▶ **Exercise aim**
Convert all of the material below into a numbered list with one line per number, leaving out any blank lines.

▶ **Data for this task**

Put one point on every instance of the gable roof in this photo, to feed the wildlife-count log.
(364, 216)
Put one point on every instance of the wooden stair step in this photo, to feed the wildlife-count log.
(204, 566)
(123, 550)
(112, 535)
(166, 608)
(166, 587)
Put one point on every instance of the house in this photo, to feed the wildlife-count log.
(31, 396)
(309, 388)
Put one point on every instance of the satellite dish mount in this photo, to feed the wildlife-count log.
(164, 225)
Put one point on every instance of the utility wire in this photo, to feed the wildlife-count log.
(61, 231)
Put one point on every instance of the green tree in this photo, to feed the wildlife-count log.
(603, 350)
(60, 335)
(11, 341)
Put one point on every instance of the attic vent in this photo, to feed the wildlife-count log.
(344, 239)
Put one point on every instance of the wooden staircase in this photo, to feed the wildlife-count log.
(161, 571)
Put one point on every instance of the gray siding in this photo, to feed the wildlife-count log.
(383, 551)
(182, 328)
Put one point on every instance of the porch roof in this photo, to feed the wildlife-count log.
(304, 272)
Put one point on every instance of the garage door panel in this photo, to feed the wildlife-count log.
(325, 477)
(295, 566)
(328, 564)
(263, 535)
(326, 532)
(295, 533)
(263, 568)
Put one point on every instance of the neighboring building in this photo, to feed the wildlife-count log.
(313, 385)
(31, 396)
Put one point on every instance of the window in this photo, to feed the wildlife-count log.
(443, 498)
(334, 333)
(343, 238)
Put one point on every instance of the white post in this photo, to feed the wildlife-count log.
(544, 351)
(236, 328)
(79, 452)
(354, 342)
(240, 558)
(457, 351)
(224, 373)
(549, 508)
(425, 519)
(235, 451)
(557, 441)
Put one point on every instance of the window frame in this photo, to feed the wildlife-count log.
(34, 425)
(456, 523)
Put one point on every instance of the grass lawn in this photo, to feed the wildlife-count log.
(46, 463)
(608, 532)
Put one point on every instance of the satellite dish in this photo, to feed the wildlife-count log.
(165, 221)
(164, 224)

▶ **Completed exercise**
1. Put one point on every instance of the gable roof in this photo, to feed the wildlife-count log.
2. (364, 216)
3. Put one point on every instance of the wooden stair step in this photo, to feed the wildlife-count log.
4. (204, 566)
5. (123, 550)
6. (112, 535)
7. (166, 608)
8. (166, 587)
9. Put one point on every instance of the house in this photo, to feed the wildlife-count log.
10. (31, 396)
11. (309, 388)
12. Put one point on every instance of the satellite dish mount in this photo, to feed the wildlife-count log.
13. (164, 225)
14. Put one point on every instance of the utility wire in this photo, to feed the wildlife-count log.
15. (61, 231)
16. Put one point on every instance of the green tree in this photo, to feed the wildlife-count log.
17. (603, 350)
18. (60, 335)
19. (11, 341)
20. Put one point on every instance of the attic vent in this photo, to feed the wildlife-count log.
21. (344, 239)
22. Put one point on every instance of the wooden staircase in this photo, to feed the wildlife-count log.
23. (161, 571)
24. Put one point on every instance of the gray siding in this photo, to feed the wildlife-count log.
25. (383, 551)
26. (182, 328)
27. Put one point on every instance of the porch roof in this photo, to feed the wildlife-count log.
28. (304, 272)
29. Put one point on every instance of the garage door panel in this photo, to feed the wildlife-count log.
30. (325, 477)
31. (295, 566)
32. (328, 564)
33. (263, 535)
34. (326, 532)
35. (295, 533)
36. (263, 568)
37. Put one point on every instance of the neighboring building in this photo, to feed the wildlife-count log.
38. (313, 385)
39. (31, 396)
40. Put one point on every instance of the window in this photo, to feed the wildlife-count log.
41. (443, 498)
42. (334, 333)
43. (343, 238)
44. Put one point on every instance of the white post in this photo, to feed the wildlife-count log.
45. (544, 351)
46. (236, 328)
47. (79, 452)
48. (354, 342)
49. (240, 558)
50. (457, 351)
51. (224, 373)
52. (549, 508)
53. (425, 519)
54. (235, 451)
55. (557, 441)
56. Put one point on every instance of the window frame in this photo, to feed the wildlife-count log.
57. (34, 425)
58. (456, 523)
59. Put one point on every instance of the grass lawn in this photo, to feed the wildlife-count log.
60. (46, 463)
61. (608, 532)
62. Put one point on every instance of the satellite dish in this photo, to feed the wildlife-count log.
63. (165, 221)
64. (164, 224)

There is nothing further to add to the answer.